### Document excerpt

Anyways, now it was so beautiful that I decided to take Little B out for a long walk at the local creek just near our home. Enjoying ourselves and the weather, it was amazing to see what the storms had done to the level and ferocity of the water: what was usually a placid slow meandering stream was now a torrential (mini) river.

Anyways, just near the end of our walk I spotted a small duckling swimming in a slightly calmer bend of the stream, and of course, my first reaction was ‘oh how cute!!’. But then I noticed that she (for the purposes of the story, the duckling will be a she…I don’t know why) was on her own, no family in sight, not a good sign for such a young thing 😦 She had obviously been separated from them in the extreme weather.

Now, though I am a qualified wildlife rescuer by virtue of taking a course, I had never actually completed a rescue on my own before but the thought of just leaving the little duckling to her own devices, when the odds really are not that great at all, just didn’t sit well with me. My first thought was, if I could locate her family first, then I could try and somehow maneuver them together, but I quickly saw that she was in fact hemmed into a part of the stream that was bordered at two ends by rapids caused by the new influx of water. So, I thought the best thing I could do would be first locate the family, then capture the duckling and return her to her family (the myth that ducklings that have come into contact with humans will not be taken back my their parents is actually false), and if her family could not be located, I would take her to the wildlife sanctuary where I volunteer where they are actually currently are raising another duckling (the only survivor of a hit and run on a local highway 😦 )

I didn’t want to leave her but I was completely unprepared for a rescue and, as much as love her, I didn’t think Little B would be too much help being that she is a natural born hunter (it is the only thing we disagree on 😉 ). So I took her home and made a plan. The first thing I was going to need was a net so I did a quick internet search and found that we actually have an anglers store in a neighbouring suburb which would be perfect. I got all the other things I would need from around the house: a lined box with air-holes, some bread (for coaxing purposes) and my wellie (see gum) boots then headed off the anglers store, my first first of the day.

######

Written task 1 →
Collect every line of the listing below that contains the string "vertical".

### Data shown

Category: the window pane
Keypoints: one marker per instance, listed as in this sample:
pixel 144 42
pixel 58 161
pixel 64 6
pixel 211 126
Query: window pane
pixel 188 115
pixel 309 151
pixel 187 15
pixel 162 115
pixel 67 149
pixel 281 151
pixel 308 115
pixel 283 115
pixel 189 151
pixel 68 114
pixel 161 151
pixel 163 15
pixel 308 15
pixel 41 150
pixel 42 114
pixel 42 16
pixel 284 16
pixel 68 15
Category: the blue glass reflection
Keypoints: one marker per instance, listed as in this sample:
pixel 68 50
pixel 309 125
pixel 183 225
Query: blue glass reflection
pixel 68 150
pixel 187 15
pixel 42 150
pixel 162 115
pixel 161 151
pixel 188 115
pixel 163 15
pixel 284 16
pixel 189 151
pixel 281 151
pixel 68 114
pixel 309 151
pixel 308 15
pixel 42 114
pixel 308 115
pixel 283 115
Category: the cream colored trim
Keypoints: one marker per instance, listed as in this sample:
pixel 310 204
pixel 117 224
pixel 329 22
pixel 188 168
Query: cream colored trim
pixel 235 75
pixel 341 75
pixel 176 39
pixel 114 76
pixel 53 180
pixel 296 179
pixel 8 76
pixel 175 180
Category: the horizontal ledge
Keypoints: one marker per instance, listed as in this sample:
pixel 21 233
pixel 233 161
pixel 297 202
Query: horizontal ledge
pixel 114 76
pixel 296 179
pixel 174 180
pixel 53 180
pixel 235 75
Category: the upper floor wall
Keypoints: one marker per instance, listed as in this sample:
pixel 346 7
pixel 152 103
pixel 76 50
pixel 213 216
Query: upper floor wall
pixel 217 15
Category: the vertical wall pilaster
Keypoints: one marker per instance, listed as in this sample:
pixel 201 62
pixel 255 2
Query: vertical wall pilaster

######

Written task 2 →
Copy out the whole duckling rescue story above, word for word.

Output 1 →
Category: the vertical wall pilaster
Query: vertical wall pilaster

Output 2 →
Anyways, now it was so beautiful that I decided to take Little B out for a long walk at the local creek just near our home. Enjoying ourselves and the weather, it was amazing to see what the storms had done to the level and ferocity of the water: what was usually a placid slow meandering stream was now a torrential (mini) river.

Anyways, just near the end of our walk I spotted a small duckling swimming in a slightly calmer bend of the stream, and of course, my first reaction was ‘oh how cute!!’. But then I noticed that she (for the purposes of the story, the duckling will be a she…I don’t know why) was on her own, no family in sight, not a good sign for such a young thing 😦 She had obviously been separated from them in the extreme weather.

Now, though I am a qualified wildlife rescuer by virtue of taking a course, I had never actually completed a rescue on my own before but the thought of just leaving the little duckling to her own devices, when the odds really are not that great at all, just didn’t sit well with me. My first thought was, if I could locate her family first, then I could try and somehow maneuver them together, but I quickly saw that she was in fact hemmed into a part of the stream that was bordered at two ends by rapids caused by the new influx of water. So, I thought the best thing I could do would be first locate the family, then capture the duckling and return her to her family (the myth that ducklings that have come into contact with humans will not be taken back my their parents is actually false), and if her family could not be located, I would take her to the wildlife sanctuary where I volunteer where they are actually currently are raising another duckling (the only survivor of a hit and run on a local highway 😦 )

I didn’t want to leave her but I was completely unprepared for a rescue and, as much as love her, I didn’t think Little B would be too much help being that she is a natural born hunter (it is the only thing we disagree on 😉 ). So I took her home and made a plan. The first thing I was going to need was a net so I did a quick internet search and found that we actually have an anglers store in a neighbouring suburb which would be perfect. I got all the other things I would need from around the house: a lined box with air-holes, some bread (for coaxing purposes) and my wellie (see gum) boots then headed off the anglers store, my first first of the day.